What the exercise asks: Can you retype every record below exactly as written?

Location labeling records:
start
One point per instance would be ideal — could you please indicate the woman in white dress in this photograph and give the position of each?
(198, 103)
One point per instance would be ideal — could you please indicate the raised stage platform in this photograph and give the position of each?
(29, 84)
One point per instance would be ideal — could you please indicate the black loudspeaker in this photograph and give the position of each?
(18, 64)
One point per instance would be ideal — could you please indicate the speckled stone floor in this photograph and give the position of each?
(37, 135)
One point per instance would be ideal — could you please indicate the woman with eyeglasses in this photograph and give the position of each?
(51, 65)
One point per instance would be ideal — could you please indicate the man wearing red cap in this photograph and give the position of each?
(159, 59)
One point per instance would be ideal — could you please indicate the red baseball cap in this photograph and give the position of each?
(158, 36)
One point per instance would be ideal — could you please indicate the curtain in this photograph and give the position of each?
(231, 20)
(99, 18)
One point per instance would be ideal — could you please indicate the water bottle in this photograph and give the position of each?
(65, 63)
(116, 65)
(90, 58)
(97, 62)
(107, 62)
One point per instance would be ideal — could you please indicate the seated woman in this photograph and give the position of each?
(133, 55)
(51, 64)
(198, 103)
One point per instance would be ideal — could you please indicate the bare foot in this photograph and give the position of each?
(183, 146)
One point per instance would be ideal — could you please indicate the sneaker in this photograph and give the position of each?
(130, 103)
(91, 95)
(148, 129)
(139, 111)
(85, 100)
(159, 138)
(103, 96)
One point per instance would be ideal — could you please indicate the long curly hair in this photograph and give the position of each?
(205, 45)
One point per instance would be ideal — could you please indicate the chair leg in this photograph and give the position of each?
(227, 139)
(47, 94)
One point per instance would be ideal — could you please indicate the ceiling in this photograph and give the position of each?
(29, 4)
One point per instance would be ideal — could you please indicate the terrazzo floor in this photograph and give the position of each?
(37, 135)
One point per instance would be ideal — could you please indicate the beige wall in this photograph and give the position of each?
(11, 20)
end
Right answer:
One point per instance would be ideal — could you please indicate the woman in white dress in this photograph and give the position of each?
(198, 103)
One point per instance would be ideal — could you please indicate the raised stage platform in this photograph and give the position of each?
(29, 84)
One point per instance would be ideal — could you please indicate the black loudspeaker in this photograph and give the position of each?
(18, 64)
One point per instance would be ideal — could you please indicate the speckled stone floor in this photograph and give the position of each?
(37, 135)
One point per instance would be ideal — could you please indicate the woman with eyeglasses in this photograph and give the position of each?
(51, 65)
One point per instance would be ideal — could you please indicate the man wearing red cap in this photograph and give the position of each?
(159, 59)
One point per instance would be ideal — could you please indicate the red baseball cap in this photograph and give the position of each?
(158, 36)
One point per instance would be ideal — could you please indicate the curtain in this photograph and give the position of each?
(231, 20)
(99, 18)
One point per instance would be ideal — could you please indicate the water bottle in this photograph and give the position of each?
(65, 63)
(116, 65)
(90, 58)
(97, 62)
(107, 62)
One point per instance would be ideal — could you please indicate the seated woman in this photograph and give the position of each?
(133, 55)
(51, 64)
(198, 103)
One point per instance would be ideal — could you please indicate the bare foot in this photograph and give the position of each?
(183, 146)
One point per instance would be ideal — could you please indicate the sneaker in this photograph and give the position of each?
(130, 103)
(91, 95)
(148, 129)
(139, 111)
(85, 100)
(159, 138)
(103, 96)
One point per instance would be ideal — could you please indicate the long curly hair in this photograph and give the position of each?
(205, 45)
One point per instance would be ideal — could you please indicate the chair leg in this photograph and give the position of each?
(227, 139)
(47, 94)
One point per instance would be ideal — could you please indicate the ceiling in this photograph and give the position of each?
(29, 4)
One point per instance would be ideal — could you please indicate the terrazzo floor in this photograph and give the position of each?
(37, 135)
One point per instance would be ideal — could you please indicate the beige wall in this photograph and give the position of each?
(11, 20)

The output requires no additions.